Pick out every line in the material below that contains the word "finial" and copy each one in full. Match letter case exactly.
## Begin Supplied data
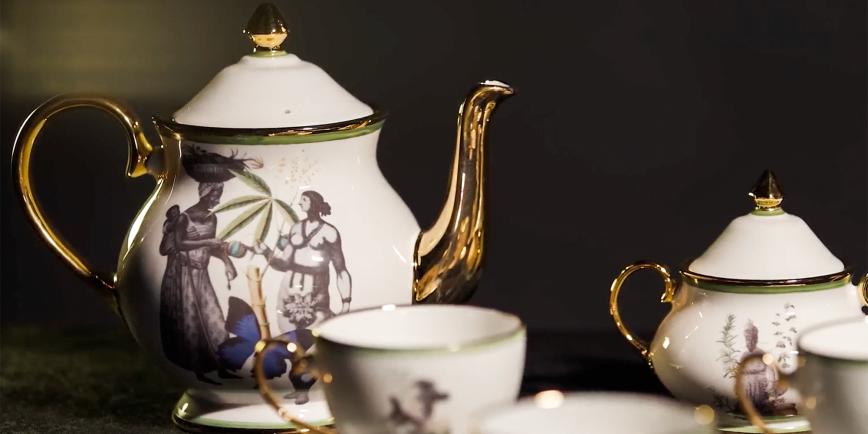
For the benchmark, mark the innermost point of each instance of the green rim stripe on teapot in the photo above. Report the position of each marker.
(275, 136)
(766, 286)
(282, 140)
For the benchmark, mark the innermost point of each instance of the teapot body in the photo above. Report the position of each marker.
(698, 346)
(265, 232)
(316, 220)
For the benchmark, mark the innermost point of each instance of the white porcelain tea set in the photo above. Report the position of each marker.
(274, 268)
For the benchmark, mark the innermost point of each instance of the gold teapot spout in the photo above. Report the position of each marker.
(448, 255)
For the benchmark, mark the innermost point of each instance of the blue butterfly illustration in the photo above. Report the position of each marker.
(241, 322)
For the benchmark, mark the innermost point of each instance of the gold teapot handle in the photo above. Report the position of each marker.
(744, 399)
(300, 361)
(667, 297)
(139, 151)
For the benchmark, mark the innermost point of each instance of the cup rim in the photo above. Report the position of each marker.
(519, 330)
(823, 326)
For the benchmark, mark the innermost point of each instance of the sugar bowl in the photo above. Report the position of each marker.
(763, 280)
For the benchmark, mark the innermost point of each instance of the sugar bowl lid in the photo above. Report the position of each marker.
(270, 88)
(768, 244)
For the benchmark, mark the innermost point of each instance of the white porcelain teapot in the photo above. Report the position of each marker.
(270, 214)
(766, 278)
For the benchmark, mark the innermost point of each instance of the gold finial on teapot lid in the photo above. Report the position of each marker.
(767, 193)
(266, 29)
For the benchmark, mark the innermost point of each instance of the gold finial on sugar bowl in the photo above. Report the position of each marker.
(266, 28)
(767, 193)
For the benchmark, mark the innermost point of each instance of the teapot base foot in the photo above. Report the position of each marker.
(196, 413)
(732, 423)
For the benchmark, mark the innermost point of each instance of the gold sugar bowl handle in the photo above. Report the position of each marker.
(667, 297)
(139, 151)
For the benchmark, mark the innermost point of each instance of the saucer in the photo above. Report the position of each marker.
(736, 423)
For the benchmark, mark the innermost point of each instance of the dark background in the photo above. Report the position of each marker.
(637, 130)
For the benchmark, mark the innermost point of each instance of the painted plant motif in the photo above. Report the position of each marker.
(195, 334)
(760, 380)
(412, 414)
(305, 255)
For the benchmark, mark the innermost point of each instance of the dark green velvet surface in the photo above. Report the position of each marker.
(99, 381)
(80, 381)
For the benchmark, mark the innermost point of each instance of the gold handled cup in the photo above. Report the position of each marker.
(422, 368)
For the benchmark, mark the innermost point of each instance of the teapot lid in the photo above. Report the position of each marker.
(767, 244)
(270, 88)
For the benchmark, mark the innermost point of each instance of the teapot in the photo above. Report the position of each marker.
(270, 214)
(764, 279)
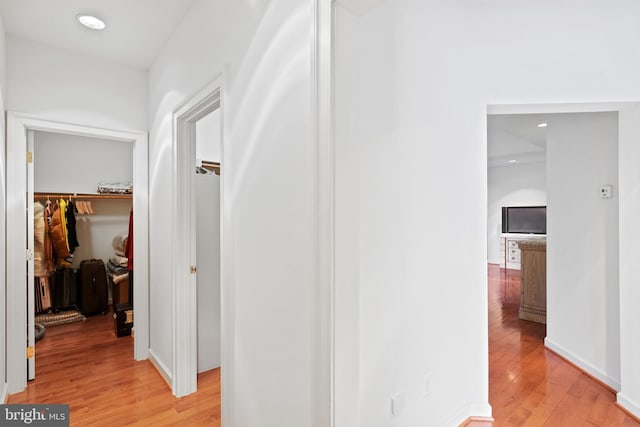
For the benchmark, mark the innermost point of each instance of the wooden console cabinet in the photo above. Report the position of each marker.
(533, 280)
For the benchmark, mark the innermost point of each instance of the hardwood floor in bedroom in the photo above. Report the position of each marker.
(84, 365)
(530, 385)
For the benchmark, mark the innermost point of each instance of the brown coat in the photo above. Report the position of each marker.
(58, 237)
(42, 250)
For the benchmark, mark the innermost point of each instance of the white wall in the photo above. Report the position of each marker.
(59, 85)
(513, 185)
(3, 198)
(629, 196)
(208, 147)
(427, 72)
(347, 227)
(582, 244)
(76, 164)
(208, 244)
(269, 174)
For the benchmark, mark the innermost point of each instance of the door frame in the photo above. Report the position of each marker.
(184, 378)
(628, 131)
(17, 126)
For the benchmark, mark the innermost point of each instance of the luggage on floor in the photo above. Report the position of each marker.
(122, 319)
(93, 287)
(65, 289)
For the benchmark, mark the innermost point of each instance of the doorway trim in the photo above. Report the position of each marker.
(184, 375)
(17, 126)
(628, 131)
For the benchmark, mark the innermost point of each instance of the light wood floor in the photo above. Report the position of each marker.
(86, 366)
(532, 386)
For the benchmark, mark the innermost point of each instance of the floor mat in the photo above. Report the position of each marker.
(60, 318)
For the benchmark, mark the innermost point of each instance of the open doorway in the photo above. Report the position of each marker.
(207, 202)
(189, 340)
(19, 126)
(576, 178)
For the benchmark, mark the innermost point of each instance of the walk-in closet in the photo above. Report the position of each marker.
(81, 193)
(207, 193)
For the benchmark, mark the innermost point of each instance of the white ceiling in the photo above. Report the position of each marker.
(516, 137)
(136, 30)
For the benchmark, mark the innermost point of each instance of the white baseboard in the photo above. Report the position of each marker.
(582, 364)
(472, 411)
(160, 367)
(4, 393)
(628, 404)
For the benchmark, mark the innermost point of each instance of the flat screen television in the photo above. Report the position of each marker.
(524, 219)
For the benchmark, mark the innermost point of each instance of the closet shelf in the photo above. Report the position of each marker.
(81, 196)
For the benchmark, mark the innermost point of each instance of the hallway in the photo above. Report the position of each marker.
(532, 386)
(84, 365)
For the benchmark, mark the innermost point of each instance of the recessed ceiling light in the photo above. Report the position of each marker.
(90, 21)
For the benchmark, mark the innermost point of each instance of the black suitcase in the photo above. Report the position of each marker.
(122, 319)
(93, 287)
(65, 289)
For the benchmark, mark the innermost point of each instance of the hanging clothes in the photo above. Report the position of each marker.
(43, 264)
(129, 247)
(72, 236)
(57, 231)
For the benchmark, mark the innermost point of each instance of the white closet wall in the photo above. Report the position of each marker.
(76, 164)
(207, 188)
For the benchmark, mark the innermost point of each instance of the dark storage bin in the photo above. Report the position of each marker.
(122, 319)
(93, 287)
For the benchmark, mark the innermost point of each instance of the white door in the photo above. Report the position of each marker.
(31, 342)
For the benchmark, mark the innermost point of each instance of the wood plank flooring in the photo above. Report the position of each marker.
(530, 385)
(86, 366)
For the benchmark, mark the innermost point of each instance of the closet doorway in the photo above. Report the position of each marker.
(199, 339)
(18, 128)
(93, 193)
(207, 204)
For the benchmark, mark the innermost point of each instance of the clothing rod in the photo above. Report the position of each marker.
(212, 166)
(82, 196)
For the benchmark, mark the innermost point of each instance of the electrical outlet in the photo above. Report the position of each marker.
(426, 385)
(397, 403)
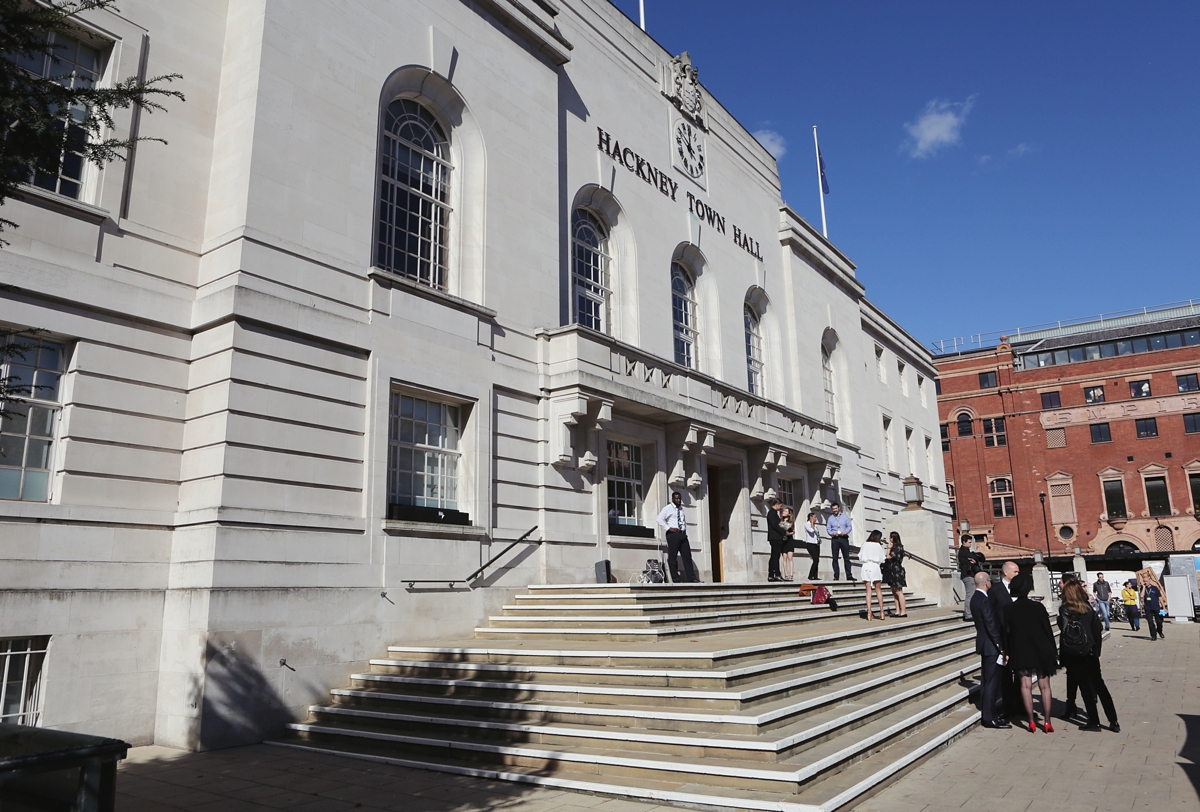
## End Supplied data
▶ **Result of this task**
For the benchmark, mark the innermost point of each instance of the gold finial on teapot lid in the photo above. Report the position of each marker.
For the benchmark, mark the innermost point of each instance of the gold finial on sugar bowl in the photo above. Report the position of each marker.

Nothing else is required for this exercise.